Dataset items ▸

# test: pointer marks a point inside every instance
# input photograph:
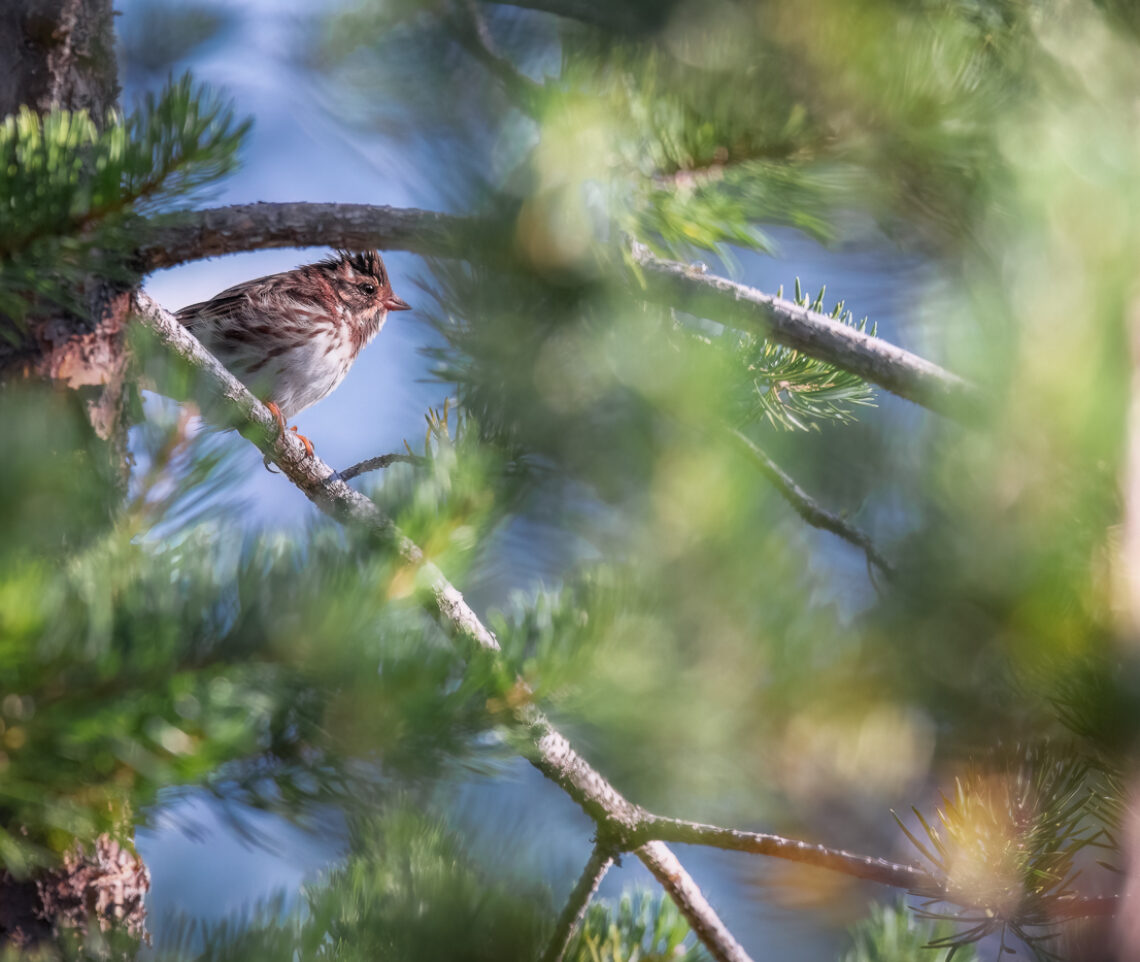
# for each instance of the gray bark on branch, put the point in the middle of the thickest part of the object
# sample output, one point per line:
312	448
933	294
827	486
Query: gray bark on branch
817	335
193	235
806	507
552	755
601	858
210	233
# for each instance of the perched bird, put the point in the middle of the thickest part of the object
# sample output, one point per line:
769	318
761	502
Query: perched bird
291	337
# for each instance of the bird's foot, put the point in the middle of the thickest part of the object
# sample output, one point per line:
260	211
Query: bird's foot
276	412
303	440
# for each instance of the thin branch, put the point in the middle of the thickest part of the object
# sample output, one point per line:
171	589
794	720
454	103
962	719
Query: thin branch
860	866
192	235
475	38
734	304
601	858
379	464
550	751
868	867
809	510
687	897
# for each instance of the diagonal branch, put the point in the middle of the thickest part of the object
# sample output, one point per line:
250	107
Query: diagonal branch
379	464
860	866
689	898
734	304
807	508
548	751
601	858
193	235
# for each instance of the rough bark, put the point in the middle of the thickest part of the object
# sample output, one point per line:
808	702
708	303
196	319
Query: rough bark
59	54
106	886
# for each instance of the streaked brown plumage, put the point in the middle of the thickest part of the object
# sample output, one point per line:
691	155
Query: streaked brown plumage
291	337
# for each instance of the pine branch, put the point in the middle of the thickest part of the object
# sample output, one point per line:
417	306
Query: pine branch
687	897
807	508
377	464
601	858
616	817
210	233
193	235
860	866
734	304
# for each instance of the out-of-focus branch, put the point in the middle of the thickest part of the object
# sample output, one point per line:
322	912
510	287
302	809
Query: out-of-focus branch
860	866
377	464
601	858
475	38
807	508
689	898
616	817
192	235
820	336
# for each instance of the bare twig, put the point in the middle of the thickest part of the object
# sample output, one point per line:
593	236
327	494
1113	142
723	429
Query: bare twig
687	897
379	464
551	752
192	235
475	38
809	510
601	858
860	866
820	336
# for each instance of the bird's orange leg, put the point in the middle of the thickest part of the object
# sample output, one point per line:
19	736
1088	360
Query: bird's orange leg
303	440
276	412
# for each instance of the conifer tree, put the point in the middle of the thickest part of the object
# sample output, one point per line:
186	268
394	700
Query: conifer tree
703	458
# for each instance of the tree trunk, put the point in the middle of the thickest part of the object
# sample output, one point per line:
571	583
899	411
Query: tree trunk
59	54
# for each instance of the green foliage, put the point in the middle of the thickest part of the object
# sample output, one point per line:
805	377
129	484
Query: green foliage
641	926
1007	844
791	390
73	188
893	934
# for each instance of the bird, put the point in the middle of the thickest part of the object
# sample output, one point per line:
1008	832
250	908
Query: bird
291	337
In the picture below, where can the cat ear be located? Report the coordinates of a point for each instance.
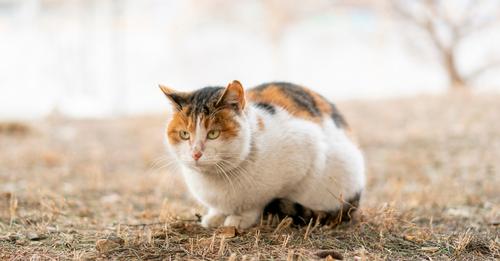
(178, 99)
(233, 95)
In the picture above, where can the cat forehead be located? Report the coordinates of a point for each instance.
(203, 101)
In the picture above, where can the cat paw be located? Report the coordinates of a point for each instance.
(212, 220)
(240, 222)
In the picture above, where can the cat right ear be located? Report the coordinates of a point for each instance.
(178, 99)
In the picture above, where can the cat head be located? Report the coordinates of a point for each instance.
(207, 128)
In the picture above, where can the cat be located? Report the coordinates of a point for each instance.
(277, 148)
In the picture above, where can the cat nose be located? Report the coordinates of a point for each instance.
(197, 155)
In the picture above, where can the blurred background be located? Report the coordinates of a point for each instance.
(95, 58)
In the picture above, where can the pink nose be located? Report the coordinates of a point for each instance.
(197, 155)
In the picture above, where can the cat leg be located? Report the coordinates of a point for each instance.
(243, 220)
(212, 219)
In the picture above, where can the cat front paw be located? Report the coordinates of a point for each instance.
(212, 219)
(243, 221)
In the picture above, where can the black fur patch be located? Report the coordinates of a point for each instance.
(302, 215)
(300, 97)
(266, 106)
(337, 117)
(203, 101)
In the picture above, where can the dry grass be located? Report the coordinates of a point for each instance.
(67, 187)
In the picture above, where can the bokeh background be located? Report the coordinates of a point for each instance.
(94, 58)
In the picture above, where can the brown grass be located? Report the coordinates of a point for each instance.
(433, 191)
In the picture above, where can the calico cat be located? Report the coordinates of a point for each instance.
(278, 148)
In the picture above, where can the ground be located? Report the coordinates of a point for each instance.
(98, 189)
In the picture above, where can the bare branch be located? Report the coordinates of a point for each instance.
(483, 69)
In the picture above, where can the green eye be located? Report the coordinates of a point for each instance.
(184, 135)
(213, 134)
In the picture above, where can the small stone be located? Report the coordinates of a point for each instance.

TO DO ▸ Update the records above by replacing every "thickest part" with "widest part" and changing nothing else. Give back all of the records without the pictures.

THE RESPONSE ▸
# test: pointer marks a point inside every instance
# input photograph:
# for each instance of the gray bark on branch, put the point in the middle of the widest part of the object
# sample output, one point per line:
312	448
933	294
827	486
Query: gray bark on branch
817	335
193	235
806	507
552	755
601	858
210	233
# for each instance of the perched bird, put the point in the middle of the widest part of the object
# sample output, one point per line:
769	318
761	502
Query: perched bird
291	337
# for each instance of the bird's foot, put the point in the middle of the widest part of the object
# sample output, one point per line:
260	211
Query: bird's foot
276	412
303	440
# for each instance of the thin branch, put the point in the middle of the widest part of the object
# sample output, one point per line:
171	589
794	720
454	103
962	719
Query: thin branch
860	866
192	235
475	38
734	304
601	858
379	464
550	751
868	867
809	510
687	897
# for each instance of the diagonal branch, put the point in the middle of the widest part of the object
# sample output, one point per line:
250	107
Query: diagonal branch
379	464
860	866
689	898
734	304
807	508
548	751
601	858
193	235
# for each instance of the rough bark, put the point in the middle of the widest part of the object
# sample output, one point per line:
808	702
708	303
196	319
Query: rough bark
59	54
106	886
# for each instance of the streaked brown plumage, put the point in the middle of the widest part of the object
# sample output, one point per line:
691	155
Query: streaked brown plumage
291	337
# for each instance of the pine branch, put the point in the middle of the widest part of the object
# sample output, one point per line:
417	306
Query: pine branch
687	897
807	508
377	464
601	858
616	817
210	233
193	235
860	866
734	304
# for each instance of the out-of-focus branch, put the point in the middle of the widest part of the object
# sample output, one point per line:
322	912
510	287
302	809
Query: out-of-focus branch
860	866
377	464
601	858
475	38
807	508
689	898
616	817
192	235
820	336
# for each instance of the bare twig, put the point in the middle of the widest part of the object
# sample output, one point per line:
593	236
327	494
1113	142
723	429
Query: bare twig
687	897
379	464
551	752
192	235
475	38
809	510
601	858
860	866
820	336
# for each instance of the bird's orange leg, put the point in the middle of the widest part of the object
# sample output, one point per line:
19	736
1088	360
Query: bird's orange leg
303	440
276	412
# for each instance of the conifer tree, put the point in the middle of the widest part of the object
# sample output, one point per line:
186	268
394	700
Query: conifer tree
703	458
# for each instance of the tree trunk, put the point in the middle of the widest part of the object
# sample output, one point per line:
571	583
899	411
Query: tree trunk
59	54
# for each instance of the green foliage, put the point in the middle of the widest part of the object
# sample output, one point per line:
805	377
129	484
Query: green foliage
641	926
1007	844
791	390
73	188
893	934
# for each instance of the bird, put the point in the middle of the widest part of the object
# sample output, one point per line:
1008	832
250	908
Query: bird
291	337
In the picture below, where can the cat ear be located? Report the coordinates of a point for each instance.
(178, 99)
(233, 95)
In the picture above, where can the cat forehead be located? Report the coordinates of a point for each instance.
(203, 101)
In the picture above, where can the cat paw be located? Report the coordinates of a point for each instance.
(212, 220)
(240, 222)
In the picture above, where can the cat right ear be located? Report the coordinates of a point for each instance.
(178, 99)
In the picture above, where can the cat head be located? Report the coordinates of a point for each instance.
(207, 128)
In the picture above, where can the cat be located? Report the coordinates of a point for each instance.
(277, 148)
In the picture above, where can the cat nose be located? Report the coordinates of a point for each instance.
(197, 155)
In the picture above, where can the blurred background be located? Report the coordinates of a point for each instance.
(95, 58)
In the picture above, where can the pink nose be located? Report the coordinates of a point for each instance.
(197, 155)
In the picture above, where can the cat leg be located? Report the coordinates of a point for each instance.
(243, 220)
(212, 219)
In the picture above, where can the cat front paw be located? Report the coordinates of a point for each instance.
(212, 219)
(243, 221)
In the picture above, where can the black fur patch be located? Report the coordinates of a point for each instance.
(302, 215)
(300, 97)
(266, 106)
(337, 117)
(203, 101)
In the picture above, where can the dry grass be located? Report the coordinates of a point for each instance.
(67, 187)
In the picture above, where can the bokeh background be located? Report the coordinates of a point for each instance.
(94, 58)
In the picture above, where can the brown grass be located? Report the coordinates of a point for each instance.
(433, 191)
In the picture above, where can the calico cat be located? Report the coordinates of a point for each instance.
(278, 148)
In the picture above, where can the ground be located? Report the coordinates of a point for each instance.
(98, 189)
In the picture above, where can the bare branch be located? Report the coordinates of a point for each instance.
(483, 69)
In the picture above, where can the green eye be located? Report the coordinates of a point for each instance.
(184, 135)
(213, 134)
In the picture above, where can the small stone be located? Report the coordinates of a point for each instance.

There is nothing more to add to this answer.